### Texte présenté
++++++++++++++++++++

L’éducation des enfants au Maroc connaît de profonds bouleversements. Les parents sont confrontés à un défi majeur : allier les valeurs traditionnelles marocaines aux exigences d’une éducation moderne prônant l’autonomie, l’ouverture et la pensée critique. Où placer l’équilibre entre ces deux visions ?
Les parents doivent concilier tradition et modernité pour offrir à leurs enfants une éducation équilibrée, ancrée dans leur héritage tout en les préparant à un monde globalisé
L’influence de l’éducation moderne
Les parents demeurent profondément attachés à des valeurs fondamentales qui forgent l’identité de notre pays : le respect de la famille, la hiérarchie sociale, le rôle des aînés, la solidarité, ainsi que l’observance des coutumes religieuses et culturelles. Ces principes sont considérés comme les bases d’une éducation équilibrée, où l’obéissance, la discipline et l’unité familiale occupent une place centrale. Cependant, dans un monde de plus en plus globalisé et connecté, ces mêmes parents se retrouvent confrontés à la nécessité d’adapter ces valeurs traditionnelles aux réalités contemporaines, où la pensée critique, l’indépendance et la créativité sont des qualités essentielles.

++++++++++++++++++++

### Consigne 1
Répondez aux questions suivantes sur le texte consacré à l'éducation au Maroc, en marquant chaque réponse de la même lettre.
(a) Quelles qualités l'éducation moderne prône-t-elle selon la phrase commençant par « Les parents sont confrontés à un défi majeur » ?
(b) Quelles valeurs occupent une place centrale dans une éducation équilibrée d'après la phrase commençant par « Ces principes sont considérés » ?
(c) Quelles qualités sont jugées essentielles dans les réalités contemporaines, selon la dernière phrase du texte ?
### Consigne 2
Réécrivez sous forme de liste le paragraphe du texte consacré à l'éducation au Maroc qui commence par « Les parents demeurent profondément attachés », en conservant ses faits principaux.
### Consigne 3
Recopiez le passage du texte consacré à l'éducation au Maroc compris entre « Les parents doivent » et « des qualités essentielles. », ces deux passages inclus.

++++++++++++++++++++

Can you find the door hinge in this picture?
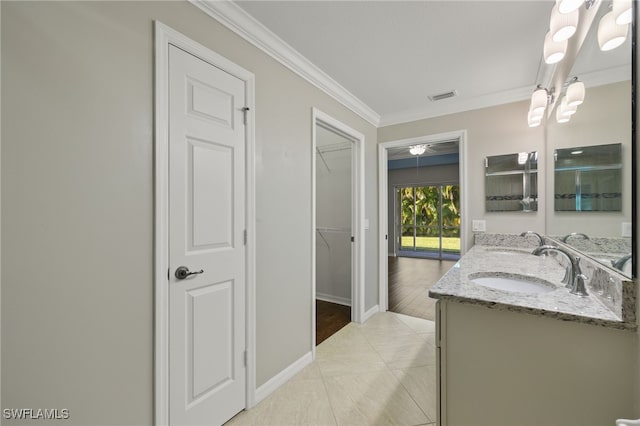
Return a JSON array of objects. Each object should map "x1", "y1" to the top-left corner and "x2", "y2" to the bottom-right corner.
[{"x1": 242, "y1": 107, "x2": 249, "y2": 126}]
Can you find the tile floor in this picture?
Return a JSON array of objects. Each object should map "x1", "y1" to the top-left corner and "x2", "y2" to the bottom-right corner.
[
  {"x1": 227, "y1": 312, "x2": 436, "y2": 426},
  {"x1": 389, "y1": 256, "x2": 456, "y2": 321}
]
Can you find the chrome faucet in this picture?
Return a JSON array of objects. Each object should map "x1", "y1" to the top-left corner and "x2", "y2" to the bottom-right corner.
[
  {"x1": 520, "y1": 231, "x2": 544, "y2": 247},
  {"x1": 611, "y1": 254, "x2": 631, "y2": 271},
  {"x1": 560, "y1": 232, "x2": 589, "y2": 243},
  {"x1": 532, "y1": 245, "x2": 589, "y2": 296}
]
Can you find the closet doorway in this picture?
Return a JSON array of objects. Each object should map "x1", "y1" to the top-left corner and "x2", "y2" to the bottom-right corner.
[{"x1": 312, "y1": 110, "x2": 364, "y2": 347}]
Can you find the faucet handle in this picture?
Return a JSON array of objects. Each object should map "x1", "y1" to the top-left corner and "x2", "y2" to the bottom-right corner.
[{"x1": 569, "y1": 274, "x2": 589, "y2": 297}]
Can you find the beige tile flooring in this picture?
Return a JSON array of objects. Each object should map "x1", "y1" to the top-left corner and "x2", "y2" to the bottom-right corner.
[{"x1": 227, "y1": 312, "x2": 436, "y2": 426}]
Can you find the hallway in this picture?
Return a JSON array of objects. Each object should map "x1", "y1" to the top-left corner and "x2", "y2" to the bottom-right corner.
[
  {"x1": 227, "y1": 312, "x2": 436, "y2": 426},
  {"x1": 389, "y1": 256, "x2": 456, "y2": 321}
]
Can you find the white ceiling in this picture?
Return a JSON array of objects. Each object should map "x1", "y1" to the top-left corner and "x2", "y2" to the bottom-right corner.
[
  {"x1": 235, "y1": 0, "x2": 630, "y2": 125},
  {"x1": 237, "y1": 0, "x2": 554, "y2": 121}
]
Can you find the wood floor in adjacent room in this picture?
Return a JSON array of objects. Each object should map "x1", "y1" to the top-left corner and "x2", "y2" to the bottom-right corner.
[
  {"x1": 316, "y1": 300, "x2": 351, "y2": 345},
  {"x1": 389, "y1": 256, "x2": 456, "y2": 321}
]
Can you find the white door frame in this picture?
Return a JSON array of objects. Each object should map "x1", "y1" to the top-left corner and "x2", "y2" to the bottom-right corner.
[
  {"x1": 154, "y1": 21, "x2": 256, "y2": 425},
  {"x1": 378, "y1": 130, "x2": 468, "y2": 312},
  {"x1": 311, "y1": 108, "x2": 365, "y2": 352}
]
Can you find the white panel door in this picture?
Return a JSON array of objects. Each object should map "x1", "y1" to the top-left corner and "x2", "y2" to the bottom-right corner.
[{"x1": 169, "y1": 46, "x2": 246, "y2": 425}]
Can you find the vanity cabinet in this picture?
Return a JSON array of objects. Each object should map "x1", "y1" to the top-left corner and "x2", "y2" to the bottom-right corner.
[{"x1": 436, "y1": 300, "x2": 638, "y2": 426}]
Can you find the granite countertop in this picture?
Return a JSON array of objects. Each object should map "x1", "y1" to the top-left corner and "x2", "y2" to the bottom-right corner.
[{"x1": 429, "y1": 245, "x2": 637, "y2": 329}]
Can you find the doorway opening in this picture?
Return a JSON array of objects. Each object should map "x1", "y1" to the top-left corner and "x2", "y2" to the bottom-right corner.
[
  {"x1": 312, "y1": 109, "x2": 364, "y2": 353},
  {"x1": 394, "y1": 183, "x2": 460, "y2": 260},
  {"x1": 378, "y1": 131, "x2": 467, "y2": 320}
]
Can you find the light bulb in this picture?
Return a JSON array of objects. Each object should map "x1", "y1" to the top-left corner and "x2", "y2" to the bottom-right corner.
[
  {"x1": 556, "y1": 0, "x2": 584, "y2": 13},
  {"x1": 612, "y1": 0, "x2": 633, "y2": 25}
]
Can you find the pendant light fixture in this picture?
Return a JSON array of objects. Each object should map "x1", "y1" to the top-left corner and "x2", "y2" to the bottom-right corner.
[
  {"x1": 612, "y1": 0, "x2": 633, "y2": 25},
  {"x1": 549, "y1": 3, "x2": 579, "y2": 42},
  {"x1": 542, "y1": 31, "x2": 567, "y2": 65},
  {"x1": 409, "y1": 144, "x2": 427, "y2": 155},
  {"x1": 566, "y1": 77, "x2": 585, "y2": 107},
  {"x1": 598, "y1": 11, "x2": 629, "y2": 52}
]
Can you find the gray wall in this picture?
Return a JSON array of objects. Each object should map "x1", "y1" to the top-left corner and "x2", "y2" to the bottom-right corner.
[
  {"x1": 632, "y1": 20, "x2": 640, "y2": 418},
  {"x1": 1, "y1": 1, "x2": 378, "y2": 425},
  {"x1": 387, "y1": 164, "x2": 460, "y2": 255}
]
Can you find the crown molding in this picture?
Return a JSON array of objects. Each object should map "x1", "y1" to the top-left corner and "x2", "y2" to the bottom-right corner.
[
  {"x1": 189, "y1": 0, "x2": 380, "y2": 127},
  {"x1": 380, "y1": 87, "x2": 533, "y2": 127}
]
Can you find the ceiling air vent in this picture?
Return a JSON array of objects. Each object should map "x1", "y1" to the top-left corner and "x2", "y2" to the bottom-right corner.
[{"x1": 429, "y1": 90, "x2": 458, "y2": 102}]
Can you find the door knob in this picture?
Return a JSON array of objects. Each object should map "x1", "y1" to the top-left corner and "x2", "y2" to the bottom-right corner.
[{"x1": 176, "y1": 266, "x2": 204, "y2": 280}]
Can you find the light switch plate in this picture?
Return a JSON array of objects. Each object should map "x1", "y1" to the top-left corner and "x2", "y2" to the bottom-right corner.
[{"x1": 471, "y1": 220, "x2": 487, "y2": 232}]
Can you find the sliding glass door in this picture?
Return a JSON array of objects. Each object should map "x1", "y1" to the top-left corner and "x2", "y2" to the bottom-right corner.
[{"x1": 396, "y1": 184, "x2": 460, "y2": 259}]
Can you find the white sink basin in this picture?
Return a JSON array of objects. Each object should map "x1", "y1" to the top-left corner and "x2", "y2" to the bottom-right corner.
[{"x1": 468, "y1": 272, "x2": 557, "y2": 293}]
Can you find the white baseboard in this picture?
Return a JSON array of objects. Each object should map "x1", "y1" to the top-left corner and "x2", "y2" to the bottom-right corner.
[
  {"x1": 362, "y1": 305, "x2": 380, "y2": 322},
  {"x1": 316, "y1": 293, "x2": 351, "y2": 306},
  {"x1": 254, "y1": 352, "x2": 313, "y2": 404}
]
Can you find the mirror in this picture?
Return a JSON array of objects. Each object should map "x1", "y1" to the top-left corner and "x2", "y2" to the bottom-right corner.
[
  {"x1": 485, "y1": 151, "x2": 538, "y2": 212},
  {"x1": 545, "y1": 0, "x2": 635, "y2": 276},
  {"x1": 553, "y1": 143, "x2": 622, "y2": 212}
]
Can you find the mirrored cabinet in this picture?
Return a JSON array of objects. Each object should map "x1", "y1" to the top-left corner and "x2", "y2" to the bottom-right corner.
[{"x1": 485, "y1": 151, "x2": 538, "y2": 212}]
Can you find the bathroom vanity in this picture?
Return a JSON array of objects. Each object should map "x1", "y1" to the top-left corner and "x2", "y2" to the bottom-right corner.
[{"x1": 430, "y1": 236, "x2": 638, "y2": 426}]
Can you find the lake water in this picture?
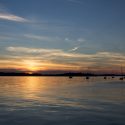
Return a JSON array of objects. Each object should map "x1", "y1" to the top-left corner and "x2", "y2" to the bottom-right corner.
[{"x1": 0, "y1": 77, "x2": 125, "y2": 125}]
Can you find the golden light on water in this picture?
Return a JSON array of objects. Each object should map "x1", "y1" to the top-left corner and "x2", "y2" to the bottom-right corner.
[{"x1": 24, "y1": 60, "x2": 39, "y2": 74}]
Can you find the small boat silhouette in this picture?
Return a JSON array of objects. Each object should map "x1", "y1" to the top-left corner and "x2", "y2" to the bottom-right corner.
[
  {"x1": 86, "y1": 76, "x2": 89, "y2": 79},
  {"x1": 69, "y1": 76, "x2": 72, "y2": 79},
  {"x1": 104, "y1": 76, "x2": 107, "y2": 79}
]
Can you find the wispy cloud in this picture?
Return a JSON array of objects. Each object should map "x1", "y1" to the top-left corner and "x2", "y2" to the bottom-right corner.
[
  {"x1": 69, "y1": 46, "x2": 79, "y2": 52},
  {"x1": 0, "y1": 12, "x2": 28, "y2": 22},
  {"x1": 24, "y1": 34, "x2": 60, "y2": 42}
]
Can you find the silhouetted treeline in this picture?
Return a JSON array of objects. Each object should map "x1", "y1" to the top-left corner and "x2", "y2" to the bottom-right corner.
[{"x1": 0, "y1": 72, "x2": 125, "y2": 77}]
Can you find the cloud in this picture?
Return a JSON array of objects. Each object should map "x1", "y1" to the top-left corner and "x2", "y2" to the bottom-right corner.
[
  {"x1": 69, "y1": 46, "x2": 79, "y2": 52},
  {"x1": 24, "y1": 34, "x2": 60, "y2": 42},
  {"x1": 4, "y1": 47, "x2": 125, "y2": 70},
  {"x1": 68, "y1": 0, "x2": 82, "y2": 3},
  {"x1": 0, "y1": 12, "x2": 28, "y2": 22}
]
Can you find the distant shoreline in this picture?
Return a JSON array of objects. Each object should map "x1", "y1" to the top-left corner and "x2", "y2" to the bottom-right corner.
[{"x1": 0, "y1": 72, "x2": 125, "y2": 77}]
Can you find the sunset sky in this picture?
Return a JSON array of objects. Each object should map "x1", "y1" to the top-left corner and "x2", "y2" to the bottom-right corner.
[{"x1": 0, "y1": 0, "x2": 125, "y2": 71}]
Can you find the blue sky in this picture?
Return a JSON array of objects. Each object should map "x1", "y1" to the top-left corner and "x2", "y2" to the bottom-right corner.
[{"x1": 0, "y1": 0, "x2": 125, "y2": 71}]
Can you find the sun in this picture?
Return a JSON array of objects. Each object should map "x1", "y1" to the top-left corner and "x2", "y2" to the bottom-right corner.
[{"x1": 24, "y1": 60, "x2": 38, "y2": 72}]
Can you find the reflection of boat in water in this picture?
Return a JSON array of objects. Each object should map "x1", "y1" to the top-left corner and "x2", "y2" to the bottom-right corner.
[
  {"x1": 119, "y1": 66, "x2": 124, "y2": 80},
  {"x1": 119, "y1": 77, "x2": 124, "y2": 80}
]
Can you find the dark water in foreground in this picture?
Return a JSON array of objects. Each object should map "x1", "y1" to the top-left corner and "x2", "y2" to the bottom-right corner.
[{"x1": 0, "y1": 77, "x2": 125, "y2": 125}]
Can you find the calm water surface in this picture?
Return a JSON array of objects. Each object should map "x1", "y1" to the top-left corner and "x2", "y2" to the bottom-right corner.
[{"x1": 0, "y1": 77, "x2": 125, "y2": 125}]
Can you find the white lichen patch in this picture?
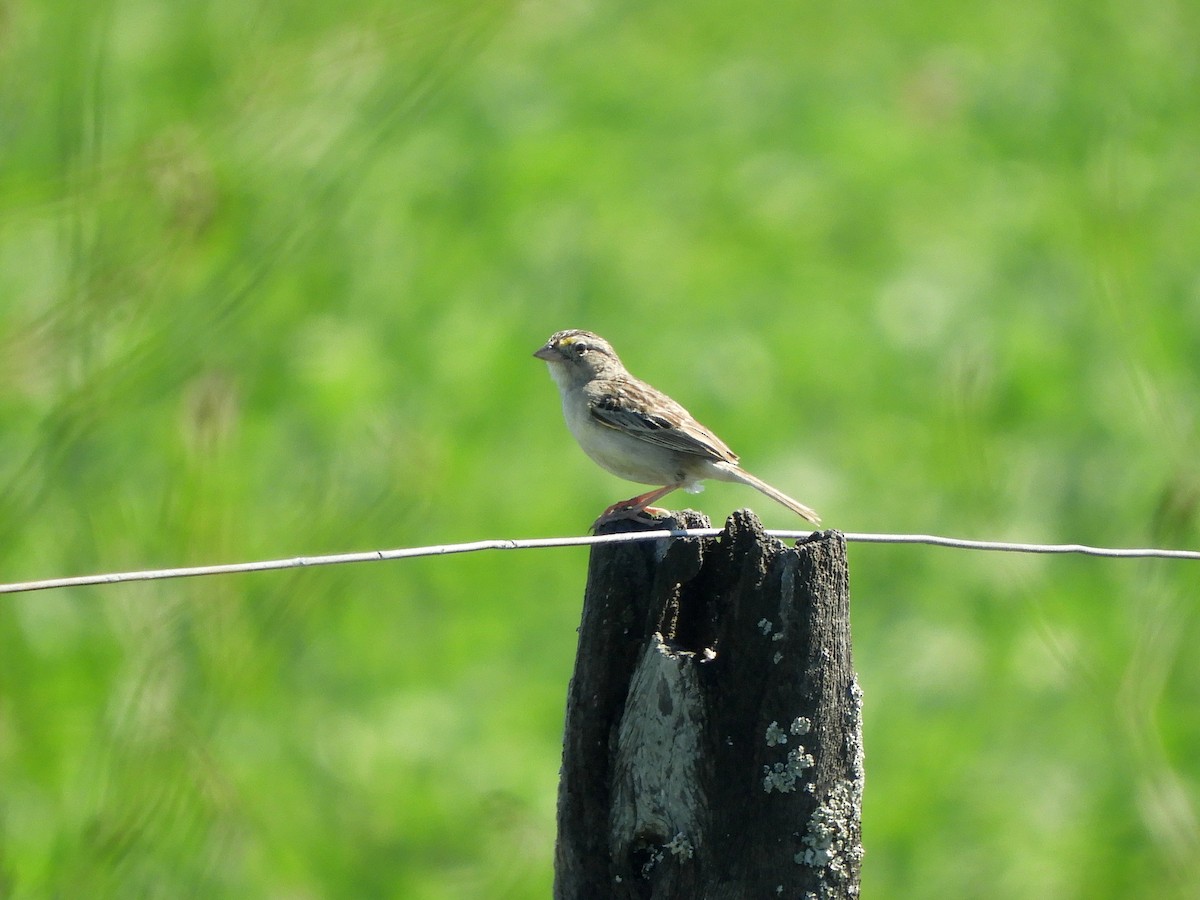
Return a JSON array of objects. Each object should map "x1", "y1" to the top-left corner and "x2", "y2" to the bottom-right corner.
[
  {"x1": 796, "y1": 781, "x2": 863, "y2": 882},
  {"x1": 787, "y1": 746, "x2": 814, "y2": 773},
  {"x1": 762, "y1": 762, "x2": 796, "y2": 793},
  {"x1": 762, "y1": 746, "x2": 814, "y2": 793},
  {"x1": 664, "y1": 832, "x2": 696, "y2": 859}
]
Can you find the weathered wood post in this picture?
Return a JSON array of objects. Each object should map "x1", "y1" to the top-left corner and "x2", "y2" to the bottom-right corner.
[{"x1": 554, "y1": 510, "x2": 863, "y2": 900}]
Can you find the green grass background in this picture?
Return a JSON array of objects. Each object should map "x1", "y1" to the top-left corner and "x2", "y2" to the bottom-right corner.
[{"x1": 0, "y1": 0, "x2": 1200, "y2": 900}]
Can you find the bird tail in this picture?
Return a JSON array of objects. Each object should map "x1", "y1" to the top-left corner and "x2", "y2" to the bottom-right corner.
[{"x1": 726, "y1": 467, "x2": 821, "y2": 524}]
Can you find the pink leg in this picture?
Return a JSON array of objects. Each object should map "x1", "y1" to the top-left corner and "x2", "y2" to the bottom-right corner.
[{"x1": 592, "y1": 484, "x2": 683, "y2": 532}]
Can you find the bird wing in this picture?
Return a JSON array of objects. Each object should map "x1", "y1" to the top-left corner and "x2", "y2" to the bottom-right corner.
[{"x1": 587, "y1": 382, "x2": 738, "y2": 463}]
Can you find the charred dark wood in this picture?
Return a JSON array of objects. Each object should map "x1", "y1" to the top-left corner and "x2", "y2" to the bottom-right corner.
[{"x1": 554, "y1": 510, "x2": 863, "y2": 900}]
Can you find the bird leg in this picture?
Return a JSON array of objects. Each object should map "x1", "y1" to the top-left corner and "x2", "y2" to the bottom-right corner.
[{"x1": 592, "y1": 481, "x2": 684, "y2": 532}]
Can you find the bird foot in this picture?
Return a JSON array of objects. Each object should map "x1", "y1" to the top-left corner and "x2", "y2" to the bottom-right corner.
[{"x1": 589, "y1": 498, "x2": 672, "y2": 534}]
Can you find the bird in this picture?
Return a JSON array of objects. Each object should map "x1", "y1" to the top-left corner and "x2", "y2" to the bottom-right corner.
[{"x1": 533, "y1": 329, "x2": 821, "y2": 530}]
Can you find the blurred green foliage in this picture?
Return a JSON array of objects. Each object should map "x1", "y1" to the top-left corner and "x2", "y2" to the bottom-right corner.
[{"x1": 0, "y1": 0, "x2": 1200, "y2": 899}]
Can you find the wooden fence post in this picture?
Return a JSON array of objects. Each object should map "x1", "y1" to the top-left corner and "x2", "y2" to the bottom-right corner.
[{"x1": 554, "y1": 510, "x2": 863, "y2": 900}]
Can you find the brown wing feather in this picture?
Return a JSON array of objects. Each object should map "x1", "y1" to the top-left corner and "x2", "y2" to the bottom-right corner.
[{"x1": 588, "y1": 382, "x2": 738, "y2": 463}]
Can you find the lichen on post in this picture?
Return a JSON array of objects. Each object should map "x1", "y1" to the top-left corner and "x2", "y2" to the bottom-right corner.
[{"x1": 554, "y1": 510, "x2": 863, "y2": 900}]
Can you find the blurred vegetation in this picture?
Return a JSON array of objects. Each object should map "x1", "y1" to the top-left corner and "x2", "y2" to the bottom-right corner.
[{"x1": 0, "y1": 0, "x2": 1200, "y2": 899}]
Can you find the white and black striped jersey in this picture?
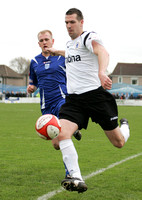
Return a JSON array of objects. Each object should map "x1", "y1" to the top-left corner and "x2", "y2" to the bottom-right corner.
[{"x1": 65, "y1": 32, "x2": 103, "y2": 94}]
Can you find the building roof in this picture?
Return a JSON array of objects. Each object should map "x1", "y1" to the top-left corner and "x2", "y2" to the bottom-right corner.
[
  {"x1": 0, "y1": 65, "x2": 22, "y2": 78},
  {"x1": 110, "y1": 63, "x2": 142, "y2": 76}
]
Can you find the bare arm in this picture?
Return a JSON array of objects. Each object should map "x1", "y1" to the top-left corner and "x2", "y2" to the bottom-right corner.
[{"x1": 92, "y1": 40, "x2": 112, "y2": 90}]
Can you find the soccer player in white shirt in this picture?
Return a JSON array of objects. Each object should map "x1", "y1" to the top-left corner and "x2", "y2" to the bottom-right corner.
[{"x1": 47, "y1": 8, "x2": 130, "y2": 192}]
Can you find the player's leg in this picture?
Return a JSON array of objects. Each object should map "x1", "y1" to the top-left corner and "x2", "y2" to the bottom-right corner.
[
  {"x1": 104, "y1": 119, "x2": 130, "y2": 148},
  {"x1": 58, "y1": 119, "x2": 87, "y2": 192}
]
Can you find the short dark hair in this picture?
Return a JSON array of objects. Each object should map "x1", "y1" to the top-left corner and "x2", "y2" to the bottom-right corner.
[{"x1": 66, "y1": 8, "x2": 83, "y2": 21}]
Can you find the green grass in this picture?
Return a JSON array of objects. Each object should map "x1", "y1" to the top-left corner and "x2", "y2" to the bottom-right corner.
[{"x1": 0, "y1": 104, "x2": 142, "y2": 200}]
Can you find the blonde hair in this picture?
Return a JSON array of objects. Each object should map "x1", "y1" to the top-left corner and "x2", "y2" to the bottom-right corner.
[{"x1": 37, "y1": 30, "x2": 53, "y2": 39}]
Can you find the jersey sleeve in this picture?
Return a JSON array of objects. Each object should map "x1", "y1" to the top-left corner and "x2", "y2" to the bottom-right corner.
[
  {"x1": 29, "y1": 60, "x2": 38, "y2": 87},
  {"x1": 85, "y1": 32, "x2": 103, "y2": 53}
]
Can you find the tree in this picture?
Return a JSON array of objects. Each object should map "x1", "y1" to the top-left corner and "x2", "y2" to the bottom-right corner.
[{"x1": 10, "y1": 57, "x2": 30, "y2": 74}]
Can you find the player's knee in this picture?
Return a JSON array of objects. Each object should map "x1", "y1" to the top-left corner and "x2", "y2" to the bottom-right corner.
[{"x1": 53, "y1": 144, "x2": 60, "y2": 150}]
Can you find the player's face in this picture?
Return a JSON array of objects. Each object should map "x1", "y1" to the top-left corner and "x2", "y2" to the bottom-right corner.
[
  {"x1": 38, "y1": 32, "x2": 54, "y2": 54},
  {"x1": 65, "y1": 14, "x2": 83, "y2": 39}
]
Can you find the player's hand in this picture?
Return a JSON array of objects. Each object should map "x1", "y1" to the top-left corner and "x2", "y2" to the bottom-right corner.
[
  {"x1": 99, "y1": 72, "x2": 112, "y2": 90},
  {"x1": 27, "y1": 85, "x2": 37, "y2": 93}
]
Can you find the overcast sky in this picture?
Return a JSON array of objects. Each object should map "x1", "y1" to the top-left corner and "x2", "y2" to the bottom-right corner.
[{"x1": 0, "y1": 0, "x2": 142, "y2": 72}]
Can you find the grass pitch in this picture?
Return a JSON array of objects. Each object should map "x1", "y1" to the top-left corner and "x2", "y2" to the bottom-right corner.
[{"x1": 0, "y1": 103, "x2": 142, "y2": 200}]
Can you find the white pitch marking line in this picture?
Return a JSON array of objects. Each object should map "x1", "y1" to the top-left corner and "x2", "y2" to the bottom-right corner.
[{"x1": 37, "y1": 152, "x2": 142, "y2": 200}]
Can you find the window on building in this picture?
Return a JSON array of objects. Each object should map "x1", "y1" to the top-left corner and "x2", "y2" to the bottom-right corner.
[
  {"x1": 118, "y1": 76, "x2": 123, "y2": 83},
  {"x1": 131, "y1": 78, "x2": 138, "y2": 85}
]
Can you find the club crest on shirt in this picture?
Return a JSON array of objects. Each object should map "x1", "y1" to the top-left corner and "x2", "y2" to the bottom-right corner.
[
  {"x1": 44, "y1": 61, "x2": 51, "y2": 69},
  {"x1": 75, "y1": 42, "x2": 80, "y2": 49}
]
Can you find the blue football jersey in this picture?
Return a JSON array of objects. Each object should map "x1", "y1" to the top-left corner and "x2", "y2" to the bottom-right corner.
[{"x1": 29, "y1": 54, "x2": 67, "y2": 114}]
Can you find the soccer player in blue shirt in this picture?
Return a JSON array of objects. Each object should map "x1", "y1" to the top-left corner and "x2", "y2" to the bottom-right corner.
[{"x1": 27, "y1": 30, "x2": 81, "y2": 176}]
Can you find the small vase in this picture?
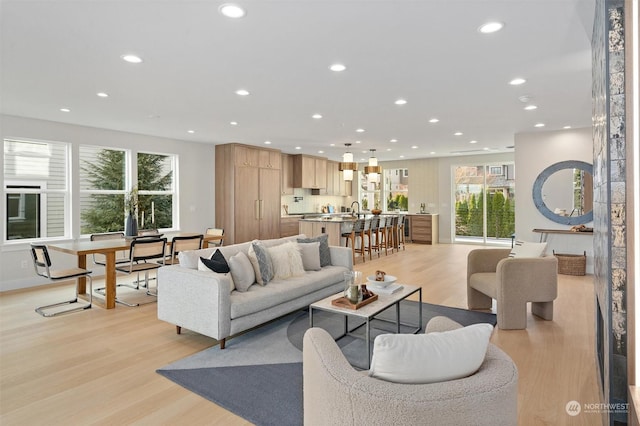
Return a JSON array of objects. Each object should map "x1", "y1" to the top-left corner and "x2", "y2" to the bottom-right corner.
[{"x1": 124, "y1": 213, "x2": 138, "y2": 237}]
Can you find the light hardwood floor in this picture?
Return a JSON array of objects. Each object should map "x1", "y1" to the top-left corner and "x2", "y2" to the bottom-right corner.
[{"x1": 0, "y1": 244, "x2": 601, "y2": 426}]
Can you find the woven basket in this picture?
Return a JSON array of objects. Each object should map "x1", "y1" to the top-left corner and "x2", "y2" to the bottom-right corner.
[{"x1": 553, "y1": 251, "x2": 587, "y2": 275}]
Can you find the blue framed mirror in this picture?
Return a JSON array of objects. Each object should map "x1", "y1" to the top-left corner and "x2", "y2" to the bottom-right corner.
[{"x1": 533, "y1": 160, "x2": 593, "y2": 226}]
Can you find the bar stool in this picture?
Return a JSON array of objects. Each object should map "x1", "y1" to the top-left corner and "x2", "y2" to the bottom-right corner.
[
  {"x1": 342, "y1": 219, "x2": 366, "y2": 264},
  {"x1": 31, "y1": 244, "x2": 93, "y2": 317},
  {"x1": 398, "y1": 215, "x2": 407, "y2": 251},
  {"x1": 368, "y1": 215, "x2": 380, "y2": 259}
]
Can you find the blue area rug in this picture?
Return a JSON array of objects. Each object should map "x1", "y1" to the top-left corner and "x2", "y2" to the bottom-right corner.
[{"x1": 157, "y1": 301, "x2": 496, "y2": 426}]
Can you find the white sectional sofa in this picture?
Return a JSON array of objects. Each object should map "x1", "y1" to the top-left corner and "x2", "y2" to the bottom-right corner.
[{"x1": 158, "y1": 235, "x2": 353, "y2": 349}]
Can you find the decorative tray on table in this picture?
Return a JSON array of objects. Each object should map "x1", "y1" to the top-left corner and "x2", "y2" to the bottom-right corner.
[{"x1": 331, "y1": 294, "x2": 378, "y2": 310}]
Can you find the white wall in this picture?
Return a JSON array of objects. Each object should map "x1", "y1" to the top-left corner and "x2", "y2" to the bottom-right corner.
[
  {"x1": 515, "y1": 127, "x2": 593, "y2": 273},
  {"x1": 0, "y1": 115, "x2": 215, "y2": 291}
]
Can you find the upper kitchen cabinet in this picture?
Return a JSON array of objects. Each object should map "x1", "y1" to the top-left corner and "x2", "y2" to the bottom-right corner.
[
  {"x1": 280, "y1": 154, "x2": 293, "y2": 195},
  {"x1": 293, "y1": 154, "x2": 327, "y2": 189}
]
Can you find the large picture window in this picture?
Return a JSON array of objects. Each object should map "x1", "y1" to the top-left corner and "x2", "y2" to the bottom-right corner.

++++++++++++++++++++

### Réponse attendue 1
(a) L'autonomie, l'ouverture et la pensée critique.
(b) L'obéissance, la discipline et l'unité familiale.
(c) La pensée critique, l'indépendance et la créativité.

### Réponse attendue 2
- Les parents restent attachés à des valeurs fondamentales de l'identité du pays : respect de la famille, hiérarchie sociale, rôle des aînés, solidarité, observance des coutumes religieuses et culturelles.
- Ces principes sont vus comme les bases d'une éducation équilibrée, centrée sur l'obéissance, la discipline et l'unité familiale.
- Dans un monde globalisé et connecté, ces parents doivent adapter ces valeurs aux réalités contemporaines.
- Ces réalités font de la pensée critique, de l'indépendance et de la créativité des qualités essentielles.

### Réponse attendue 3
Les parents doivent concilier tradition et modernité pour offrir à leurs enfants une éducation équilibrée, ancrée dans leur héritage tout en les préparant à un monde globalisé
L’influence de l’éducation moderne
Les parents demeurent profondément attachés à des valeurs fondamentales qui forgent l’identité de notre pays : le respect de la famille, la hiérarchie sociale, le rôle des aînés, la solidarité, ainsi que l’observance des coutumes religieuses et culturelles. Ces principes sont considérés comme les bases d’une éducation équilibrée, où l’obéissance, la discipline et l’unité familiale occupent une place centrale. Cependant, dans un monde de plus en plus globalisé et connecté, ces mêmes parents se retrouvent confrontés à la nécessité d’adapter ces valeurs traditionnelles aux réalités contemporaines, où la pensée critique, l’indépendance et la créativité sont des qualités essentielles.